Work instructions
Copy the following lines exactly, keeping every character unchanged.

Data supplied

::::::::

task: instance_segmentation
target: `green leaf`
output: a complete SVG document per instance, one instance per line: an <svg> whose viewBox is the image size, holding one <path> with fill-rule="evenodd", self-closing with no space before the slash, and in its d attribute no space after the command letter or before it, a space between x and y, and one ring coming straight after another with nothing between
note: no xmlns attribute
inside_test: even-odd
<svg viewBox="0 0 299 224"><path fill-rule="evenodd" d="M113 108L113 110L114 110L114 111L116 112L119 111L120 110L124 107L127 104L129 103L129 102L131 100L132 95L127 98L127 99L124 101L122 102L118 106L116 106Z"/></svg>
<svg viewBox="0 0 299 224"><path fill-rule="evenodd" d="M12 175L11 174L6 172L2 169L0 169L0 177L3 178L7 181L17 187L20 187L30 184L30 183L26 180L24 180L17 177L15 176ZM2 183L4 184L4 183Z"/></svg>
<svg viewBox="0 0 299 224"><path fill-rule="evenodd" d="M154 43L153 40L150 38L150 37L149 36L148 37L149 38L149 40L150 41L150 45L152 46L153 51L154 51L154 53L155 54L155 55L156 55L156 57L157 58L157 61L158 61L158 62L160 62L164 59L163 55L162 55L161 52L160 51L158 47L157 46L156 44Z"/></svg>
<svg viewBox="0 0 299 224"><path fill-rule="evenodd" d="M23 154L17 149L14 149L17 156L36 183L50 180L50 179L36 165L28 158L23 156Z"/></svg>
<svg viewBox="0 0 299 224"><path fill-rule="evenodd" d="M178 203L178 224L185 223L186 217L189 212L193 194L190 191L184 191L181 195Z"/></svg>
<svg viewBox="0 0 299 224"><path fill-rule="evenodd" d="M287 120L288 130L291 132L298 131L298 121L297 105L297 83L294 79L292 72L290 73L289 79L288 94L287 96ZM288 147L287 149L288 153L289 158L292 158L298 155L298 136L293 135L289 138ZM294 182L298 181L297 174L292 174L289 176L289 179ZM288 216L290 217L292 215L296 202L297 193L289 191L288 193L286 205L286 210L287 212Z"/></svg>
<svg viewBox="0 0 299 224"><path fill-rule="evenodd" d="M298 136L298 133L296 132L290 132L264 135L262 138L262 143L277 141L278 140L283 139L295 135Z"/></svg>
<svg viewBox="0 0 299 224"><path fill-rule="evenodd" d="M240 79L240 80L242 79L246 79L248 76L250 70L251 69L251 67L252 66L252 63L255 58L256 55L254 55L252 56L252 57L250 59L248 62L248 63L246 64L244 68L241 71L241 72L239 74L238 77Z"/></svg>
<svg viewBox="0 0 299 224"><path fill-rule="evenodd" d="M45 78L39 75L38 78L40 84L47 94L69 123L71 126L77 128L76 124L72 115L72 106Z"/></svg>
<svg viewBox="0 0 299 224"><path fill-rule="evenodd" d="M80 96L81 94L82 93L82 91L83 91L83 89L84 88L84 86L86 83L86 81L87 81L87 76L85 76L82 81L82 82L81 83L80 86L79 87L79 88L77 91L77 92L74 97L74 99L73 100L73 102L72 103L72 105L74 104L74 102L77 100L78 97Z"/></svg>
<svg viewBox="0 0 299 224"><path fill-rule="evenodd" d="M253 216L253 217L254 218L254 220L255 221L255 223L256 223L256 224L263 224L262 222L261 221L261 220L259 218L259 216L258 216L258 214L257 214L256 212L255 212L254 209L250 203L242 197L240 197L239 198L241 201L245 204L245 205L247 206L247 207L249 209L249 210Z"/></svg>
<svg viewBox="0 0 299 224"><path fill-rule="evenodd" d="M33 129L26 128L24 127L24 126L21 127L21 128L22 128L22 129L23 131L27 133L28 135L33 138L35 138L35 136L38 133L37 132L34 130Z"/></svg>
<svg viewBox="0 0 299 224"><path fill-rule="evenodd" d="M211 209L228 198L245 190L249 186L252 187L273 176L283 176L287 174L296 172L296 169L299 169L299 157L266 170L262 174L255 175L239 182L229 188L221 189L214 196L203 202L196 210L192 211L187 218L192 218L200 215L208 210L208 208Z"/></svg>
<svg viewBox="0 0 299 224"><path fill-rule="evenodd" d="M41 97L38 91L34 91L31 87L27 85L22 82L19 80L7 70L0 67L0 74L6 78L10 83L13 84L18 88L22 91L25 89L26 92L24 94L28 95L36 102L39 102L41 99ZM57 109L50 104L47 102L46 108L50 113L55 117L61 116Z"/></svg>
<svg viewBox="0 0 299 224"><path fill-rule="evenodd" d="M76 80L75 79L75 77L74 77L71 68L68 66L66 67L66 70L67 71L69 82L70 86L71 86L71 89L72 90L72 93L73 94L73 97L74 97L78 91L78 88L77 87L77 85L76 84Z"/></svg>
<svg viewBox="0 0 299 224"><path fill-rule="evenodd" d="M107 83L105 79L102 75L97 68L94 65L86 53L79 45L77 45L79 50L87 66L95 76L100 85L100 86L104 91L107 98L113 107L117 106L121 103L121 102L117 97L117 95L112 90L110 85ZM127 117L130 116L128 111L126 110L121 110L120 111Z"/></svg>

::::::::

Answer to the problem
task: instance_segmentation
target: `green leaf`
output: a complete SVG document per instance, one instance per line: an <svg> whose viewBox is the image size, holding one <path> with fill-rule="evenodd", self-closing with no space before the slash, and in its d attribute no space after the command letter or before it, a space between x and y, and one ring coming straight after another with nothing between
note: no xmlns attribute
inside_test: even-odd
<svg viewBox="0 0 299 224"><path fill-rule="evenodd" d="M113 108L113 110L114 110L114 111L116 112L119 111L120 110L124 107L127 104L129 103L129 102L131 100L132 95L127 98L127 99L124 101L122 102L118 106L116 106Z"/></svg>
<svg viewBox="0 0 299 224"><path fill-rule="evenodd" d="M12 175L11 174L6 172L2 169L0 169L0 177L3 178L7 181L17 187L20 187L30 184L30 183L26 180L24 180L17 177L15 176ZM2 183L4 184L4 183Z"/></svg>
<svg viewBox="0 0 299 224"><path fill-rule="evenodd" d="M154 43L153 40L150 38L150 37L149 36L148 37L149 38L149 40L150 41L150 45L152 46L153 51L154 51L154 53L155 54L155 55L156 55L156 57L157 58L157 61L158 61L158 62L160 62L164 59L163 55L162 55L161 52L160 51L158 47L157 46L156 44Z"/></svg>
<svg viewBox="0 0 299 224"><path fill-rule="evenodd" d="M23 154L17 149L14 149L17 156L36 183L50 180L50 179L36 165L28 158L23 156Z"/></svg>
<svg viewBox="0 0 299 224"><path fill-rule="evenodd" d="M178 203L178 224L185 223L186 217L189 212L193 194L190 191L184 191L181 195Z"/></svg>
<svg viewBox="0 0 299 224"><path fill-rule="evenodd" d="M287 120L288 130L291 132L298 131L298 121L297 105L297 83L294 79L292 72L290 73L289 79L288 94L287 96ZM288 147L287 149L288 153L289 158L292 158L298 155L298 136L293 135L289 138ZM294 182L298 181L297 174L292 174L289 176L289 179ZM288 216L290 217L292 215L296 202L297 193L289 191L288 193L286 205L286 210L287 212Z"/></svg>
<svg viewBox="0 0 299 224"><path fill-rule="evenodd" d="M298 136L298 133L296 132L290 132L264 135L262 138L262 143L277 141L278 140L283 139L295 135Z"/></svg>
<svg viewBox="0 0 299 224"><path fill-rule="evenodd" d="M240 79L240 80L242 79L246 79L248 76L250 70L251 69L251 67L252 66L252 63L255 58L256 55L254 55L252 56L252 57L250 59L248 62L248 63L246 64L244 68L241 71L241 72L239 74L238 77Z"/></svg>
<svg viewBox="0 0 299 224"><path fill-rule="evenodd" d="M45 78L39 75L38 78L40 84L47 94L69 123L71 126L77 128L76 124L72 115L72 106Z"/></svg>
<svg viewBox="0 0 299 224"><path fill-rule="evenodd" d="M80 96L81 94L82 93L82 91L83 91L83 89L84 88L84 86L86 83L86 81L87 81L87 76L85 76L82 81L82 82L81 83L80 86L79 87L79 88L77 91L77 92L74 97L74 99L73 100L73 102L72 103L72 105L74 104L74 102L77 100L78 97Z"/></svg>
<svg viewBox="0 0 299 224"><path fill-rule="evenodd" d="M253 216L253 217L254 218L254 220L255 221L255 223L256 223L256 224L263 224L262 222L261 221L261 220L259 218L259 216L258 216L258 214L257 214L256 212L255 212L254 209L250 203L242 197L240 197L239 198L241 201L245 204L245 205L247 206L247 207L249 209L249 210Z"/></svg>
<svg viewBox="0 0 299 224"><path fill-rule="evenodd" d="M33 129L26 128L24 127L24 126L21 127L21 128L22 128L22 129L23 131L27 133L28 135L33 138L35 138L35 136L38 133L37 132L34 130Z"/></svg>
<svg viewBox="0 0 299 224"><path fill-rule="evenodd" d="M211 209L228 198L245 190L249 186L252 187L273 176L283 176L287 174L296 172L296 169L299 169L299 157L266 170L262 174L255 175L239 182L229 188L221 189L214 196L203 202L196 210L192 211L187 218L192 218L200 215L208 210L208 208Z"/></svg>
<svg viewBox="0 0 299 224"><path fill-rule="evenodd" d="M41 97L38 91L34 91L31 87L27 85L22 82L19 80L7 70L0 67L0 74L6 78L10 83L13 84L18 88L22 91L25 89L26 92L24 94L28 95L36 102L39 102L41 99ZM57 109L50 104L47 102L46 108L50 113L55 117L61 116Z"/></svg>
<svg viewBox="0 0 299 224"><path fill-rule="evenodd" d="M76 80L75 79L75 77L74 77L71 68L68 66L66 67L66 70L67 71L69 82L70 86L71 86L71 89L72 90L72 93L73 94L73 97L74 97L78 91L78 88L77 87L77 85L76 84Z"/></svg>
<svg viewBox="0 0 299 224"><path fill-rule="evenodd" d="M107 83L105 79L102 75L97 68L94 65L86 53L79 45L77 45L79 50L87 66L95 76L100 85L100 86L104 91L107 98L113 107L117 106L121 103L121 102L117 97L117 95L112 90L110 85ZM127 117L130 116L128 111L126 110L121 110L120 111Z"/></svg>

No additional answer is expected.